INPUT FOR THIS TASK:
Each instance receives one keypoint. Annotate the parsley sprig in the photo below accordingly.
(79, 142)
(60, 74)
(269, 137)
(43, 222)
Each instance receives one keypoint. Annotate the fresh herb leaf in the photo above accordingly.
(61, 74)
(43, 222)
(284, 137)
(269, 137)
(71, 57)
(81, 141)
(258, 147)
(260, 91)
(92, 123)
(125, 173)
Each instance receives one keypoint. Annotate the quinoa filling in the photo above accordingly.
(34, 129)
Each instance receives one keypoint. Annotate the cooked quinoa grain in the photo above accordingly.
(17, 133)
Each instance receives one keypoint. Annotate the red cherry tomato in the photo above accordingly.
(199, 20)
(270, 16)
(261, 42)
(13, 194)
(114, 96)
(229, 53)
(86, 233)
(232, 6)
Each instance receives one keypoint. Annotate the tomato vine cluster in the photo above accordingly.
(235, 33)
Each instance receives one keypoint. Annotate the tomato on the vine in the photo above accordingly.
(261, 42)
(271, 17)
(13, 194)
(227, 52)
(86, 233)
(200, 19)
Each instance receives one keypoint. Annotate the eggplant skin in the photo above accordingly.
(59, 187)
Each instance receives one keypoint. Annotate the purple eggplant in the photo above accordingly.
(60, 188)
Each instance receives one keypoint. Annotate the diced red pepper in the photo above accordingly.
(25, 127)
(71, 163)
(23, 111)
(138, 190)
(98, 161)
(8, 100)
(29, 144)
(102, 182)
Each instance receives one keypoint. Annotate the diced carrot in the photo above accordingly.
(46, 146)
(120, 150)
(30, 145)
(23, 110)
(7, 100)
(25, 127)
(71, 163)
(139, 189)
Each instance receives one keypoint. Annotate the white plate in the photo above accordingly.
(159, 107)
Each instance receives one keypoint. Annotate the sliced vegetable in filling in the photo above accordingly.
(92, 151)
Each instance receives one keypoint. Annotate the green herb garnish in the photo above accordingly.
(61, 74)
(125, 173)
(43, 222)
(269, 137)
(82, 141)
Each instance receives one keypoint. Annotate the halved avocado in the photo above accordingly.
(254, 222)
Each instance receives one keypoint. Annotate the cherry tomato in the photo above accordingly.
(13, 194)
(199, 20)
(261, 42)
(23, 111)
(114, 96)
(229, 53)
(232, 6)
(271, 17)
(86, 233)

PROBLEM REQUIREMENTS:
Rename "halved avocado" to "avocado half" in the records from the line with "Each instance receives one keypoint. Annotate the sliced" through the end of the records, and reproduce those lines with everything else unchanged.

FINISHED TASK:
Each instance receives one keypoint. Annotate the sliced vegetable in filling in the photo above accordingly.
(92, 151)
Each instance receives one keypoint. Annotate the green herb garnish in the photo above accordingly.
(61, 74)
(125, 173)
(43, 222)
(269, 137)
(82, 141)
Each instance receives one keypoint. Annotate the avocado half in the photo above accordingly.
(254, 222)
Each instance receives one keypoint. Annotate the cherry tomato in the photo above accordingly.
(13, 194)
(199, 20)
(261, 42)
(23, 111)
(114, 96)
(229, 53)
(232, 6)
(271, 17)
(86, 233)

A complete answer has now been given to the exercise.